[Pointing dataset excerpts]
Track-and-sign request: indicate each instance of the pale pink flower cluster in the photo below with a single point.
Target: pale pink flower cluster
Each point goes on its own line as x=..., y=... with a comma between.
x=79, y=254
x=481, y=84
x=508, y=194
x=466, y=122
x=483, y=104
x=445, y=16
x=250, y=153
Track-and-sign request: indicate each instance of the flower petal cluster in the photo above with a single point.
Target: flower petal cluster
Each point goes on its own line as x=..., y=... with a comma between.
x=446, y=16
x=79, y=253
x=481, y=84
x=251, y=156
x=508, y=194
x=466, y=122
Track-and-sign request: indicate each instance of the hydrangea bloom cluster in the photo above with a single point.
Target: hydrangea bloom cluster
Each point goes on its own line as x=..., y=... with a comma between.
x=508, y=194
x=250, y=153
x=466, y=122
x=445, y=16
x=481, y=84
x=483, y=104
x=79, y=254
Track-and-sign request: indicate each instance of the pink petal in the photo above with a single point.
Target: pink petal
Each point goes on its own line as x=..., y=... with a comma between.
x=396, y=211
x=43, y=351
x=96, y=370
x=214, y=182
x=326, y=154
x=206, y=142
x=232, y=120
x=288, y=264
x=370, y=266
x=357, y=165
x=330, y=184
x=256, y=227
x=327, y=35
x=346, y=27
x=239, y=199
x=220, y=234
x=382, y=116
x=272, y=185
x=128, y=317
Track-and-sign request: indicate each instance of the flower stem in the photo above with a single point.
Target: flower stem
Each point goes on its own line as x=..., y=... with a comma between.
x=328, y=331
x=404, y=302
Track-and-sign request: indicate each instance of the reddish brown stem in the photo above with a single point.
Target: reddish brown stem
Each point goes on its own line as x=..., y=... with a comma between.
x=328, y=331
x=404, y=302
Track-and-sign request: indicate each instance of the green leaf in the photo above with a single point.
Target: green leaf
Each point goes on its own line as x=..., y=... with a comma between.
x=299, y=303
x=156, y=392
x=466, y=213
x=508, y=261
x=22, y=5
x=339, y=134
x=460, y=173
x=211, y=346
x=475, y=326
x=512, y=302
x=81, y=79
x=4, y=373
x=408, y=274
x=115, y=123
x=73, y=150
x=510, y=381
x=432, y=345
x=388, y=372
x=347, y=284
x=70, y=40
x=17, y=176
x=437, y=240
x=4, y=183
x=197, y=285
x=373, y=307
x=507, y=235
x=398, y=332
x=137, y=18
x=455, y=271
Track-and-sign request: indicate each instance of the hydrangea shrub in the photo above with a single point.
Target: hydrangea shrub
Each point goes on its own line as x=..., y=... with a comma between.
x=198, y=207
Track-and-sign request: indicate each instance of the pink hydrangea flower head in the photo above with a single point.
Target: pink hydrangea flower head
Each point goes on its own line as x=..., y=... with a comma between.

GOAL:
Reproduce all of the entries word for word.

THE ANSWER:
Track-and-sign request: indicate each instance of the pale pink flower cluster in the photo below with a single point.
Target: pale pink flower cluster
Each point goes on its own line as x=..., y=... with a comma between.
x=79, y=254
x=481, y=84
x=508, y=194
x=466, y=122
x=483, y=104
x=445, y=16
x=250, y=153
Track-and-sign request: indicate each instance of the flower petal cluster in the photo above with a single point.
Target: flower petal cluster
Each point goes on its own line as x=..., y=... with a comma between.
x=446, y=16
x=79, y=253
x=481, y=84
x=251, y=156
x=508, y=194
x=466, y=122
Track-and-sign request: indicate each instance of the hydrangea bloom cluster in the photo above with a single point.
Target: hydrangea bloom cluster
Each point goes on its own line as x=..., y=... with a comma between.
x=508, y=194
x=250, y=153
x=466, y=122
x=445, y=16
x=481, y=84
x=483, y=104
x=79, y=254
Track-and-sign request: indicate each instance of the pink petal in the photo above with a single point.
Target: pink petal
Each point goes on its own line as x=..., y=... with a comma between.
x=396, y=211
x=43, y=351
x=96, y=370
x=214, y=182
x=326, y=154
x=206, y=142
x=232, y=120
x=288, y=264
x=370, y=266
x=357, y=165
x=330, y=184
x=256, y=227
x=327, y=35
x=346, y=27
x=239, y=199
x=220, y=234
x=382, y=116
x=272, y=185
x=128, y=317
Track-and-sign request: indicate each instance of the flower stem in the photo above with a single point.
Target: flower stem
Each point goes on its own line as x=..., y=... with a comma between.
x=328, y=331
x=404, y=302
Track-and-sign request: indicate each instance of the reddish brown stem in the photo above with a single point.
Target: reddish brown stem
Each point goes on its own line as x=..., y=... with a comma between.
x=328, y=331
x=404, y=302
Track-and-sign request: indicate each instance of the green leaf in the photo above with a single point.
Target: green leaf
Each point goes on its own line as x=..., y=... with a comma between.
x=299, y=303
x=156, y=392
x=466, y=213
x=508, y=261
x=22, y=5
x=339, y=134
x=460, y=173
x=211, y=346
x=475, y=326
x=512, y=302
x=81, y=79
x=4, y=373
x=408, y=274
x=115, y=123
x=73, y=150
x=510, y=381
x=432, y=345
x=388, y=372
x=347, y=284
x=70, y=40
x=17, y=176
x=437, y=240
x=4, y=183
x=197, y=285
x=373, y=307
x=507, y=235
x=398, y=332
x=137, y=18
x=455, y=271
Track-and-sign request: indicate each instance of the hydrangea shrub in the photo above with a single point.
Target: hydrangea shrub
Each point goes on its own line as x=..., y=... with a comma between.
x=198, y=207
Track-and-sign request: indicate each instance of the pink hydrangea flower head in the photo above with a single point.
Target: pink hydrangea flower head
Each point goes on its own line as x=..., y=... with a comma between.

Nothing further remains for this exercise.